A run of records
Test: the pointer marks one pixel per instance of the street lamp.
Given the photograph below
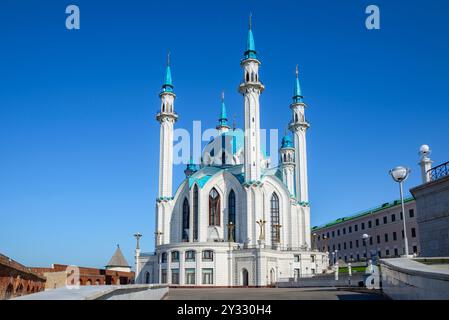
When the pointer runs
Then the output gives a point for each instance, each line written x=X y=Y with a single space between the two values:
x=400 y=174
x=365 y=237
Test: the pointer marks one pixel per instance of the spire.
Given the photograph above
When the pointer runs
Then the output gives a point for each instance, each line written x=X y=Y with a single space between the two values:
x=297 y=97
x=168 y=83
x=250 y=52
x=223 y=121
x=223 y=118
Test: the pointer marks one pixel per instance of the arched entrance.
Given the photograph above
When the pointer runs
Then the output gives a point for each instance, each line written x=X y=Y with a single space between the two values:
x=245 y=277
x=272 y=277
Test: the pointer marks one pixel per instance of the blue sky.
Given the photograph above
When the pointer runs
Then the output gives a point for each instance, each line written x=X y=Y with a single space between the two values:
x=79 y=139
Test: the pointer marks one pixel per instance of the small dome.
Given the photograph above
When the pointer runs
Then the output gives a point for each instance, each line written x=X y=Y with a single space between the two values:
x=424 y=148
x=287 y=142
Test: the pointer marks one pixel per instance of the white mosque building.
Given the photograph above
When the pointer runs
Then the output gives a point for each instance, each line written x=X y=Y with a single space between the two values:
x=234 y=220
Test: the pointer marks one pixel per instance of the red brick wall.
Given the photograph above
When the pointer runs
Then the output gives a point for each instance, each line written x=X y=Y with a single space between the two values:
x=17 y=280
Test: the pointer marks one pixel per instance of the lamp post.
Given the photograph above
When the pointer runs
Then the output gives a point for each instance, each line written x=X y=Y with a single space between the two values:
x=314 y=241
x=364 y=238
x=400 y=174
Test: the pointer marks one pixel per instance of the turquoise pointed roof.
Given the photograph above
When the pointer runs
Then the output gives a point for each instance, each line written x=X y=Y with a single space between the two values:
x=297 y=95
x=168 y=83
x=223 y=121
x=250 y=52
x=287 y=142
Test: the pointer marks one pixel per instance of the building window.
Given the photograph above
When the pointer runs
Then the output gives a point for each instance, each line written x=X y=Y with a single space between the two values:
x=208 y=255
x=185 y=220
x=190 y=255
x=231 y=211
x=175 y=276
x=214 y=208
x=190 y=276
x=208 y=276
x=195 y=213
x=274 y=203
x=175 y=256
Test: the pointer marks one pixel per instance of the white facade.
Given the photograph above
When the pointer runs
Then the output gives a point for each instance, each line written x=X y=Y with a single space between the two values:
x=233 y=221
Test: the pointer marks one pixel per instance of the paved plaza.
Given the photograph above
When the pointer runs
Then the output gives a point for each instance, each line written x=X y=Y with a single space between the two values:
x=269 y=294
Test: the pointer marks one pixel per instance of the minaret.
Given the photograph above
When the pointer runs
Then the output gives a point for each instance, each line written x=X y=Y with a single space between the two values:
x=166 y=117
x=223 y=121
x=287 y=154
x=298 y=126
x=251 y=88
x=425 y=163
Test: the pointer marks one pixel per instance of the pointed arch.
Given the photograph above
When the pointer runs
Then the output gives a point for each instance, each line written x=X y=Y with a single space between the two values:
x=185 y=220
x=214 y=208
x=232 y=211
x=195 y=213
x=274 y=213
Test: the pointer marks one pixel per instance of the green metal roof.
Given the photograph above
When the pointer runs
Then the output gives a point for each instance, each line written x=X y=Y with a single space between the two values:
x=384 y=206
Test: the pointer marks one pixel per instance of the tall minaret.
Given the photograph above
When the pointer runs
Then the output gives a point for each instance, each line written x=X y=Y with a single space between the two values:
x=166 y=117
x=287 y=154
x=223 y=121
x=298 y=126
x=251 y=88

---

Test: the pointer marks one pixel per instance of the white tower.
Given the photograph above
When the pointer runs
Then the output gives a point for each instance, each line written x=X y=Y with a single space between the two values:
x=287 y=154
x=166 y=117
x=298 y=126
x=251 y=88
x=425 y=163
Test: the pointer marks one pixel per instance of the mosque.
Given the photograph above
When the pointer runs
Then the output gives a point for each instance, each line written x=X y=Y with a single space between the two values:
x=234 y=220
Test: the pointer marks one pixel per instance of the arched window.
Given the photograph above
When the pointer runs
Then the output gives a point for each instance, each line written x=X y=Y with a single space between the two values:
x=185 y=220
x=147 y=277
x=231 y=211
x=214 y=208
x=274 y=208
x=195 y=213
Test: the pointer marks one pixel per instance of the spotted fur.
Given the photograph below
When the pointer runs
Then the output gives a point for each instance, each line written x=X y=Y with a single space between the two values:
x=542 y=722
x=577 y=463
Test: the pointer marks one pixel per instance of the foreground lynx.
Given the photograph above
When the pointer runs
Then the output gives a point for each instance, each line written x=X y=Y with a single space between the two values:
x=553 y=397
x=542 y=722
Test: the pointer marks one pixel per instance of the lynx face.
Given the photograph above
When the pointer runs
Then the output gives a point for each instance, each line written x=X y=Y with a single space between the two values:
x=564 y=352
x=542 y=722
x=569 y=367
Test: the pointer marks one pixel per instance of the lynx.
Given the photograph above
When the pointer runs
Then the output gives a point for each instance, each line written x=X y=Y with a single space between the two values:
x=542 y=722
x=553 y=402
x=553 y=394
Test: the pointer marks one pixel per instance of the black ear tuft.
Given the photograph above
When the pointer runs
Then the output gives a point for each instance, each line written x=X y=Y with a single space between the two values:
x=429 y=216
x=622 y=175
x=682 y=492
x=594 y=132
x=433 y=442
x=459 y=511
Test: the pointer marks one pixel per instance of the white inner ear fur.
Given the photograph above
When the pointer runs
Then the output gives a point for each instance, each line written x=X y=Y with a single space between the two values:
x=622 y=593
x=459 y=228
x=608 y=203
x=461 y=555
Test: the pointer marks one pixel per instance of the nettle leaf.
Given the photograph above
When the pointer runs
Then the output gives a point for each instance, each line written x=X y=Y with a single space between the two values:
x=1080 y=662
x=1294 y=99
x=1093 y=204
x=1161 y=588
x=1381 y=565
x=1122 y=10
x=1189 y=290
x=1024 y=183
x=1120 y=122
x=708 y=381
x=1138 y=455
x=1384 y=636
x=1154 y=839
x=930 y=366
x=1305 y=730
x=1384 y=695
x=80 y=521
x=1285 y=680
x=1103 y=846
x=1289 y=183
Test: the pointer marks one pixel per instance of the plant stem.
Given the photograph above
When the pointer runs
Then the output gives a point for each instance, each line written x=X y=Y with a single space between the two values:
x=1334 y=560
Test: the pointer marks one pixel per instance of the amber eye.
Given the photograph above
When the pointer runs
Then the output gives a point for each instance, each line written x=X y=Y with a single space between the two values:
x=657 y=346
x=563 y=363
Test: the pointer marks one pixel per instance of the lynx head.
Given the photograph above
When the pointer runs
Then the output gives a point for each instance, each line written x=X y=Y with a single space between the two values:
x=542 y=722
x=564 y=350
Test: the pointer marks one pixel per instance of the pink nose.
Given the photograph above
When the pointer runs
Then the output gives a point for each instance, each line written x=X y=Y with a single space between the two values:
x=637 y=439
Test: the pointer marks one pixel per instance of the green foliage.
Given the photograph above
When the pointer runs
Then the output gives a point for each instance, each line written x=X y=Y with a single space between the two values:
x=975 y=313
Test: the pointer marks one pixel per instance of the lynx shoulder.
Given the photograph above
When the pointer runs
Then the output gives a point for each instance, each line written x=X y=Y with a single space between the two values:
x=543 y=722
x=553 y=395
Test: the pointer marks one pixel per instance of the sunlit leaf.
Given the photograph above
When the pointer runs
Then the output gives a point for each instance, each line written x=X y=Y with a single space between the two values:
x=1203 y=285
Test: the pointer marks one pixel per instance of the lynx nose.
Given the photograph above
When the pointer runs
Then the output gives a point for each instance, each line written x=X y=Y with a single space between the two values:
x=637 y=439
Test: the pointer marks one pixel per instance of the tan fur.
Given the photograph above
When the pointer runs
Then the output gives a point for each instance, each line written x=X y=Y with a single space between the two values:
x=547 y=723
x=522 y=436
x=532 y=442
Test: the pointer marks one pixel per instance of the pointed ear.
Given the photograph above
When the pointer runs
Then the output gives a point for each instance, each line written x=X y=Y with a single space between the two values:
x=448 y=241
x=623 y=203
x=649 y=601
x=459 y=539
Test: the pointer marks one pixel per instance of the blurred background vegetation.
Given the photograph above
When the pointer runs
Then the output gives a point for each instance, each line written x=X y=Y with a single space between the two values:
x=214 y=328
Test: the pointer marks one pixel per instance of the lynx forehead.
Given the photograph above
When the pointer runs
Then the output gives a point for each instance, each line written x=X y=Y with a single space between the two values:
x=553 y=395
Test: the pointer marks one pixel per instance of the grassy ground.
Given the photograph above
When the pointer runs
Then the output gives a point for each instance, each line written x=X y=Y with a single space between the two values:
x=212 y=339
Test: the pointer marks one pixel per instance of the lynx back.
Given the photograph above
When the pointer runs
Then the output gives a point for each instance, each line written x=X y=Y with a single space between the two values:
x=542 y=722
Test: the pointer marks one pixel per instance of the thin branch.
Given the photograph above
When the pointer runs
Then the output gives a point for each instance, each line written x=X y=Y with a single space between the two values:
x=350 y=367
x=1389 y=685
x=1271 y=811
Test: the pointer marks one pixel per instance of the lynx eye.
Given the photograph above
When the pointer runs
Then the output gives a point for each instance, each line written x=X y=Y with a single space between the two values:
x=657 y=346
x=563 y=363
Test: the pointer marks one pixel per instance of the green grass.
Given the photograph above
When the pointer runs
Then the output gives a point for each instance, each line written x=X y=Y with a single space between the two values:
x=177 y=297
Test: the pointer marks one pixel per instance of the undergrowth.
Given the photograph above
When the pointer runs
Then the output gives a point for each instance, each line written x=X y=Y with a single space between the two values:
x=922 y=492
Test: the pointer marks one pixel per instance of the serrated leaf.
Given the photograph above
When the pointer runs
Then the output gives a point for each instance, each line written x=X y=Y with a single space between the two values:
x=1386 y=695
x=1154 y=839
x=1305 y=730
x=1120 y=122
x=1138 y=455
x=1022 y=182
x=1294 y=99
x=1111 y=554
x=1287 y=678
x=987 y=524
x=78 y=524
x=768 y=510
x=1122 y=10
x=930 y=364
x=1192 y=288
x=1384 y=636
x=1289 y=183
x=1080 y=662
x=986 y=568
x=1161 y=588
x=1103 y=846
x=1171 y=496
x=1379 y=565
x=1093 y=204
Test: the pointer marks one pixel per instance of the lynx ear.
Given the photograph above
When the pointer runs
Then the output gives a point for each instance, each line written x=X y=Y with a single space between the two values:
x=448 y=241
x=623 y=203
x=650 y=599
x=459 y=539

==

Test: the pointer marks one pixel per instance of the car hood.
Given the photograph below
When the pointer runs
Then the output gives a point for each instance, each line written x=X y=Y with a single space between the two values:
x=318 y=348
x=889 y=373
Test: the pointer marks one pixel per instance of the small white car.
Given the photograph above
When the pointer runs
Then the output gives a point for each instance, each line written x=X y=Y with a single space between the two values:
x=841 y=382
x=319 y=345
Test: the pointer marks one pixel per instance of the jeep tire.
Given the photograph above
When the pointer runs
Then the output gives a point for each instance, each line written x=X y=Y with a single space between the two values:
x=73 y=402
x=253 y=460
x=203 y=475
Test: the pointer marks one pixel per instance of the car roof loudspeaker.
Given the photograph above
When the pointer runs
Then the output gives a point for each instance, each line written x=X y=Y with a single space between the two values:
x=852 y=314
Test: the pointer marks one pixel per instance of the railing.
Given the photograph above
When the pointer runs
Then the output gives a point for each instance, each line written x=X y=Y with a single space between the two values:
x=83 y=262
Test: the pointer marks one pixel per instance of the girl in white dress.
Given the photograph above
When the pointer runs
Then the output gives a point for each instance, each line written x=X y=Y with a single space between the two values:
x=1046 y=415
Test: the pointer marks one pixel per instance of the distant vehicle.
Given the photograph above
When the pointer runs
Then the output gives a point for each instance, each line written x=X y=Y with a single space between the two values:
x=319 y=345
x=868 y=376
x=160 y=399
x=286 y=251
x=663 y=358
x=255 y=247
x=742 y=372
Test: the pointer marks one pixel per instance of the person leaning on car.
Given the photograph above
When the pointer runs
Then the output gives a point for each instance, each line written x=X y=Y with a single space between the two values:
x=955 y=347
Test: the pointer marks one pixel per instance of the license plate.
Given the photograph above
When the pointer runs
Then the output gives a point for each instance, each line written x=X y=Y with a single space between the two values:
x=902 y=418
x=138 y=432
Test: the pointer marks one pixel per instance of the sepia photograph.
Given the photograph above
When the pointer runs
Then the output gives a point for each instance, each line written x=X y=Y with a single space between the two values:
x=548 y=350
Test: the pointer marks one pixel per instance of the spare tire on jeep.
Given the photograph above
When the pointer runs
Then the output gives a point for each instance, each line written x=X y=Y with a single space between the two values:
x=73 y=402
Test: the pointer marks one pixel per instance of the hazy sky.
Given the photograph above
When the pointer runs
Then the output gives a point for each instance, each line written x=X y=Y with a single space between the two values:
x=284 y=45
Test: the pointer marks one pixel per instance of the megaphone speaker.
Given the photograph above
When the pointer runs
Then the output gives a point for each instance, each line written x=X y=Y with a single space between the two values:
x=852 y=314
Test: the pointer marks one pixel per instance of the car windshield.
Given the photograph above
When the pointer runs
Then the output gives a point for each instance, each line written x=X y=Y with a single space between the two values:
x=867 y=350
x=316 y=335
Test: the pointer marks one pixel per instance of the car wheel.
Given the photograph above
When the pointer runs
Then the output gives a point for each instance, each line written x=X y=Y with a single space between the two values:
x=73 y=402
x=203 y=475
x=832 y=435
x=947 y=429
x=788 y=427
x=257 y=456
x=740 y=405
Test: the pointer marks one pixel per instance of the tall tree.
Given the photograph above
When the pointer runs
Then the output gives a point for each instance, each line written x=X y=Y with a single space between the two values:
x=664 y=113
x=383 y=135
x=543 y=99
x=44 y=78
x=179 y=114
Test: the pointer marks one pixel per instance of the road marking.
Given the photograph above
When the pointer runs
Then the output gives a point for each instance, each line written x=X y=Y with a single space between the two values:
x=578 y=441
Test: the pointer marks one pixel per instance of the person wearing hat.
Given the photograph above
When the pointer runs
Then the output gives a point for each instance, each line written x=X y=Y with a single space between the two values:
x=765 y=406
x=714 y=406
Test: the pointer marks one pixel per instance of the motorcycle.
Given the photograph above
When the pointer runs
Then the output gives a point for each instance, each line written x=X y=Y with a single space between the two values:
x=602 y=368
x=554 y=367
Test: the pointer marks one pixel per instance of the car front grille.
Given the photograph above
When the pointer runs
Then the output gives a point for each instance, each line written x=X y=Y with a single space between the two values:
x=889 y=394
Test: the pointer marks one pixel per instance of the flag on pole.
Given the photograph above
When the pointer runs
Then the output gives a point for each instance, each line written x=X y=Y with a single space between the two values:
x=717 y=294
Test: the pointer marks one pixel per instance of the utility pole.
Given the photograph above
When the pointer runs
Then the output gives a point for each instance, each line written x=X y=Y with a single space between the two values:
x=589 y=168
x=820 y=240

§ **TASK DIRECTIONS**:
Can you give the material above as a JSON list of strings, one string per line with blank lines left out, beginning at the line that contains "inner ear fur." and stopping after the line that contains "x=975 y=313"?

§ **RESULT**:
[
  "Test: the pointer marks one pixel per instance of the white inner ear fur.",
  "Given the photograph above",
  "When the pointer runs",
  "Then the output gives a point for each instance, each line written x=X y=Y with a single space between the two values:",
  "x=622 y=593",
  "x=459 y=228",
  "x=608 y=203",
  "x=461 y=555",
  "Test: the pointer marks one pixel per instance of the nettle leaf.",
  "Given the photograph above",
  "When the pointer runs",
  "Then the output gives a point for each instance, each line written x=X y=Y with a single space between the two values:",
  "x=1080 y=662",
  "x=1294 y=99",
  "x=1093 y=204",
  "x=1161 y=588",
  "x=1381 y=565",
  "x=1122 y=10",
  "x=1189 y=290",
  "x=1024 y=183",
  "x=1120 y=122",
  "x=708 y=381",
  "x=1138 y=455",
  "x=1384 y=636",
  "x=1154 y=839",
  "x=930 y=366",
  "x=1305 y=730",
  "x=1384 y=695",
  "x=80 y=521",
  "x=1285 y=680",
  "x=1103 y=846",
  "x=1289 y=183",
  "Test: the pointer marks one pixel per instance of the plant stem.",
  "Given the photograph above",
  "When the pointer runs",
  "Then the output gives a point for each instance, each line written x=X y=Y with a single space between the two values:",
  "x=1334 y=560",
  "Test: the pointer marks one pixel per instance of the amber eye.",
  "Given the photograph above",
  "When the pointer runs",
  "Then the output gives a point for each instance, each line written x=X y=Y with a single space between the two values:",
  "x=657 y=346",
  "x=563 y=363",
  "Test: the pointer marks one pixel per instance of the lynx head.",
  "Given the photograph above",
  "When the pointer runs",
  "Then the output gives a point for each instance, each line written x=X y=Y with a single space between the two values:",
  "x=542 y=722",
  "x=564 y=350",
  "Test: the pointer marks one pixel per instance of the pink nose.",
  "Given the photograph above",
  "When the pointer runs",
  "Then the output gives a point for each instance, each line written x=X y=Y with a single space between the two values:",
  "x=637 y=439",
  "Test: the pointer marks one pixel per instance of the green foliage.",
  "Given the photograph above",
  "When the pointer runs",
  "Then the output gives a point for each instance, each line written x=X y=Y with a single space between the two values:",
  "x=975 y=313"
]